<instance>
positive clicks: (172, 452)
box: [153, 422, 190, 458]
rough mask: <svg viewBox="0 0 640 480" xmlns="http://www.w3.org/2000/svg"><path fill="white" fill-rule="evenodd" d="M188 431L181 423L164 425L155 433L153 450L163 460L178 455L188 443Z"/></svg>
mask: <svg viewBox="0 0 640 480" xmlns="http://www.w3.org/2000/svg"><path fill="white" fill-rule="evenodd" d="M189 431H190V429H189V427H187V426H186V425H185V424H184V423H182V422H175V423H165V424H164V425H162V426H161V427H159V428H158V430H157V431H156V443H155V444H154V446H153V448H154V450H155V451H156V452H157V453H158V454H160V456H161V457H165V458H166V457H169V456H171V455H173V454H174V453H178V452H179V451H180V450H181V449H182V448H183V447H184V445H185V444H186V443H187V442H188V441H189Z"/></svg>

> YOUR OBJECTIVE
Output each line of the listing above as one string in a JSON list, leaving out blank lines.

> RESULT FOR THIS TASK
[
  "<instance>",
  "positive clicks: (172, 452)",
  "box: [153, 422, 190, 458]",
  "rough mask: <svg viewBox=\"0 0 640 480\" xmlns=\"http://www.w3.org/2000/svg\"><path fill=\"white\" fill-rule=\"evenodd\" d=\"M188 431L181 423L164 425L155 433L153 450L163 460L178 455L188 443Z\"/></svg>",
  "mask: <svg viewBox=\"0 0 640 480\" xmlns=\"http://www.w3.org/2000/svg\"><path fill=\"white\" fill-rule=\"evenodd\" d=\"M189 431H190V429H189V427H187V426H186V425H185V424H184V423H182V422H175V423H165V424H164V425H162V426H161V427H159V428H158V430H157V431H156V443H155V444H154V446H153V448H154V450H155V451H156V452H157V453H158V454H160V456H161V457H165V458H166V457H169V456H171V455H173V454H174V453H178V452H179V451H180V450H181V449H182V448H183V447H184V445H185V444H186V443H187V442H188V441H189Z\"/></svg>"
]